▸ Selected text
++++++++++++++++++++
IF I WAS A BOY

When sexual assault victim is a boy, there can be a double standard

Sara Domres, 28, a New Berlin West High School teacher was charged with two counts of sexual assault of a student.

Sara Domres, 28, a New Berlin West High School teacher was charged with two counts of sexual assault of a student.
James E. Causey
In My Opinion
April 22, 2016

Sexual assault is sexual assault, but sometimes there is a double standard in how these crimes are viewed.

Since December, there have been at least six cases of teachers
sexually assaulting students in Wisconsin. The alleged perpetrators have
been both men and women. But based on the comments I’ve seen on social
media, I sense that if a boy is the victim of a female perpetrator, the
allegations will be seen by some people in a different light.

“We need to stop saying that boys are always looking to have sex so
it’s all right if a woman does it to them,” said Jennifer Marsh, vice
president of the Rape, Abuse and Incest National Network (RAINN)
in Washington, D.C. Until recently, she said, it wasn’t uncommon for
news reports to refer to a female teacher having “sex” with a male
student but a male perpetrator “sexually assaulting” his female victim.

That kind of attitude can send a powerful message to other victims, who may not want to come forward.

When I posted news of some of the recent allegations to my Facebook
page, several men even commented that they wished their female teachers
had had relationships with them. I wonder what these same men would say
if their child was the victim?
++++++++++++++++++++
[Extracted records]
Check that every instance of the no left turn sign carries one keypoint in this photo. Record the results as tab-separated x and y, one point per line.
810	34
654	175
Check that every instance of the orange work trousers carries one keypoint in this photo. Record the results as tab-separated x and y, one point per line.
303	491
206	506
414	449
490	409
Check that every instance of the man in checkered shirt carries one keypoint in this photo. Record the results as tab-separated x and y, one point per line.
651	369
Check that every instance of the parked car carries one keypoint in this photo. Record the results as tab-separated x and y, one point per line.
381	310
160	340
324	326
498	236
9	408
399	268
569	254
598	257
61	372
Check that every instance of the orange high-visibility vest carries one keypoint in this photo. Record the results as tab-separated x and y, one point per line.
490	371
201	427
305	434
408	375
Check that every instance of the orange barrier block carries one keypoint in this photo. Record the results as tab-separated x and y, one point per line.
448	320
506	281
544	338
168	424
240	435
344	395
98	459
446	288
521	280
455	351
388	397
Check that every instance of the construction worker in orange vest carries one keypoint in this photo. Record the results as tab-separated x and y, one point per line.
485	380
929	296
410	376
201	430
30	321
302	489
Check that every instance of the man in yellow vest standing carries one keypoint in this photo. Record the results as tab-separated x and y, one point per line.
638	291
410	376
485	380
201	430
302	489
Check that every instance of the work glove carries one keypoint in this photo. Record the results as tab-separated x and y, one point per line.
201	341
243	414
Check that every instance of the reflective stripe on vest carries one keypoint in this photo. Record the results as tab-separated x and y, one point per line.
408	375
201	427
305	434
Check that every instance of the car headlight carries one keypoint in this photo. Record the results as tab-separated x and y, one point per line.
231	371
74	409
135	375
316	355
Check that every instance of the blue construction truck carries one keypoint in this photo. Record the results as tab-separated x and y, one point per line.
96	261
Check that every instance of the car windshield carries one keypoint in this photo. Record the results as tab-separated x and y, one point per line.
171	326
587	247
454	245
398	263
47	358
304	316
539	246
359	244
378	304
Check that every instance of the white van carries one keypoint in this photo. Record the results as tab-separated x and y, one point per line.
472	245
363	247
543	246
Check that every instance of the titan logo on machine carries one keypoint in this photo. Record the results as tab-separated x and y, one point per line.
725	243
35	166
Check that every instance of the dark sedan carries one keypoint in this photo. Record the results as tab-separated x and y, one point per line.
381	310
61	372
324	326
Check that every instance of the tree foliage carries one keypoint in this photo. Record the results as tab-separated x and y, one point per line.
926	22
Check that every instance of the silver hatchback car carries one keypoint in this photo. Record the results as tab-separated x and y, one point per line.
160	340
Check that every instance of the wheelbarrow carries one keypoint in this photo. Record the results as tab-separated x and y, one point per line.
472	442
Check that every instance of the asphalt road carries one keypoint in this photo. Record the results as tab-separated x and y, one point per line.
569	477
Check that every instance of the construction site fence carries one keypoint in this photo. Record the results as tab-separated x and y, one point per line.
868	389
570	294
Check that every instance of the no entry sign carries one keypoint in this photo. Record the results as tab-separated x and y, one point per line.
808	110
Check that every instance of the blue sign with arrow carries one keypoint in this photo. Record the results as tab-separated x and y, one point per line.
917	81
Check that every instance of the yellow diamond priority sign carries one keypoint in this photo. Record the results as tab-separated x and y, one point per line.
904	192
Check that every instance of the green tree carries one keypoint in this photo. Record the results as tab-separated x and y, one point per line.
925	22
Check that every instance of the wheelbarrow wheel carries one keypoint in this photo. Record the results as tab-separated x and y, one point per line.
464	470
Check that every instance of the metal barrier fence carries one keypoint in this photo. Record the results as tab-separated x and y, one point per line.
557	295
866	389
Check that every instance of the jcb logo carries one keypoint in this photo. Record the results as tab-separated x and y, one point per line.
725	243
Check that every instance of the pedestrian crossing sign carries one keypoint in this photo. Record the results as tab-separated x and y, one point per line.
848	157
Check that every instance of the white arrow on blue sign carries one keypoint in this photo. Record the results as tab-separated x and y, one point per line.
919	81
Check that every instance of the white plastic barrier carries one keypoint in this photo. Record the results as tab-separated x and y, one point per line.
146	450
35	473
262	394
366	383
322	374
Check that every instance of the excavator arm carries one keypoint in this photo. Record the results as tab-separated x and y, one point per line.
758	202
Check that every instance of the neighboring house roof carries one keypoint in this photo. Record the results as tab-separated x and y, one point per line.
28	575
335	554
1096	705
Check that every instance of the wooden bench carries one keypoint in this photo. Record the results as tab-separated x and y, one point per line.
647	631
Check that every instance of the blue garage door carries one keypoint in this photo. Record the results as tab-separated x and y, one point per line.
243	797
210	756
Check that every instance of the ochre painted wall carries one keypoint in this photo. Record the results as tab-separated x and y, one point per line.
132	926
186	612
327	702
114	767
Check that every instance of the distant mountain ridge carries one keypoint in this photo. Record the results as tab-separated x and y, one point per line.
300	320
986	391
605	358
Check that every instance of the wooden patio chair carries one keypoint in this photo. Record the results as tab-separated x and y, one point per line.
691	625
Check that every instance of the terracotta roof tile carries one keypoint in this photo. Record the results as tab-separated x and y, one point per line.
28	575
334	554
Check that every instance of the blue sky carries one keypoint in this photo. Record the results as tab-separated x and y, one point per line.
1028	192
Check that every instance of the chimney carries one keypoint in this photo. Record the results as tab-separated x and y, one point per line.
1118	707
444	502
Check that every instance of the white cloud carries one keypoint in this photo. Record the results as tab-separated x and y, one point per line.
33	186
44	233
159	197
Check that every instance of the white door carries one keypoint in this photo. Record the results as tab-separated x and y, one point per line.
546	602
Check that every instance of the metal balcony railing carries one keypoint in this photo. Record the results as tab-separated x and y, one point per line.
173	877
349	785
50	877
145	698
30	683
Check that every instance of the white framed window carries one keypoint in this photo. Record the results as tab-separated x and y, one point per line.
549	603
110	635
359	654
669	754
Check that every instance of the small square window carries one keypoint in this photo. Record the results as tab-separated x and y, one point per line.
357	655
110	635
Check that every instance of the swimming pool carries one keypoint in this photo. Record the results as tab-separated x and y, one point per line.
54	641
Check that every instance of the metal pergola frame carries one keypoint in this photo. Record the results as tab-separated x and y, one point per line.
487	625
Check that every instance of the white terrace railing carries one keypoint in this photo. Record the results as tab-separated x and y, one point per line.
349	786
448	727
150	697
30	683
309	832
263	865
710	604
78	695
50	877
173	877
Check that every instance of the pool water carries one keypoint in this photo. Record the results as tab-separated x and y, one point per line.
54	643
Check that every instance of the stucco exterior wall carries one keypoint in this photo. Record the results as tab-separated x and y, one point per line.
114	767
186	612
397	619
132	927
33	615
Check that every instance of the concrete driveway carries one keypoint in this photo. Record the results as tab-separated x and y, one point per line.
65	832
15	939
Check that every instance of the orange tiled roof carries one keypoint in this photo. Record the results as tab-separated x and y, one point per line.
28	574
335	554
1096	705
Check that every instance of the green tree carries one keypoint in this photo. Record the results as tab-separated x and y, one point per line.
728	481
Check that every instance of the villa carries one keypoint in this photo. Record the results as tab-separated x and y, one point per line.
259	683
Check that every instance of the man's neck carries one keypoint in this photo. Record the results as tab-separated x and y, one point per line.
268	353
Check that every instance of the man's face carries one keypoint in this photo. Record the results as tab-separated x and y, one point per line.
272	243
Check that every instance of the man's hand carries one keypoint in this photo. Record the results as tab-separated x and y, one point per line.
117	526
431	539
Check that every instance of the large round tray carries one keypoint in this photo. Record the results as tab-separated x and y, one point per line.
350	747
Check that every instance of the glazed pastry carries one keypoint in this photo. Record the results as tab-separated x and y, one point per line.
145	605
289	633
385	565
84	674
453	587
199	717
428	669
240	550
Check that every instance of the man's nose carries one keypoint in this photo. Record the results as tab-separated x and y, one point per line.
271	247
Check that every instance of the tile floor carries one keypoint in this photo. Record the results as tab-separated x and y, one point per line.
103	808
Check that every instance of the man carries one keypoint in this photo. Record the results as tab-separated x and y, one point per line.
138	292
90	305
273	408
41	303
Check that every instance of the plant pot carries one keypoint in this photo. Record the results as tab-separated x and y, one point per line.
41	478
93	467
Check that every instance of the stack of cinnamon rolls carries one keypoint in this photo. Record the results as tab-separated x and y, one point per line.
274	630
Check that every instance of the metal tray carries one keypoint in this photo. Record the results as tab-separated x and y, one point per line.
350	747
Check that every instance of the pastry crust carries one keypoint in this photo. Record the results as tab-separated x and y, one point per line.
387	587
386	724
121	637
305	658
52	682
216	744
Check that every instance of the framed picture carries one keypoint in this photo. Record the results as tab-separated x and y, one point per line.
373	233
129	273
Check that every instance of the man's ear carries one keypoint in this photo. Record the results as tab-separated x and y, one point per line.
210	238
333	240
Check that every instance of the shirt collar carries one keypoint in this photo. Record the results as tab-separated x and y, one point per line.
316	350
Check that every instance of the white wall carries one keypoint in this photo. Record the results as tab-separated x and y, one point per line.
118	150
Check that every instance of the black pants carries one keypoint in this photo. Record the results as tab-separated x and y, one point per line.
++++++++++++++++++++
▸ Objectives
**A.** Return everything in the opinion column from "Sexual assault is" down to "National Network (RAINN)".
**B.** According to the opinion column, what position does Jennifer Marsh hold?
**C.** Decide whether each statement agrees with the opinion column: (i) the alleged perpetrators in the recent Wisconsin cases were all women; (ii) Sara Domres was charged with two counts of sexual assault of a student; (iii) the author posted news of some of the recent allegations to a Facebook page. Answer yes or no for each, quoting the deciding words.

▸ Written responses
**A.**
Sexual assault is sexual assault, but sometimes there is a double standard in how these crimes are viewed.

Since December, there have been at least six cases of teachers
sexually assaulting students in Wisconsin. The alleged perpetrators have
been both men and women. But based on the comments I’ve seen on social
media, I sense that if a boy is the victim of a female perpetrator, the
allegations will be seen by some people in a different light.

“We need to stop saying that boys are always looking to have sex so
it’s all right if a woman does it to them,” said Jennifer Marsh, vice
president of the Rape, Abuse and Incest National Network (RAINN)

**B.** She is vice president of the Rape, Abuse and Incest National Network (RAINN) in Washington, D.C.

**C.**
(i) No: "The alleged perpetrators have been both men and women."
(ii) Yes: "was charged with two counts of sexual assault of a student."
(iii) Yes: "When I posted news of some of the recent allegations to my Facebook page"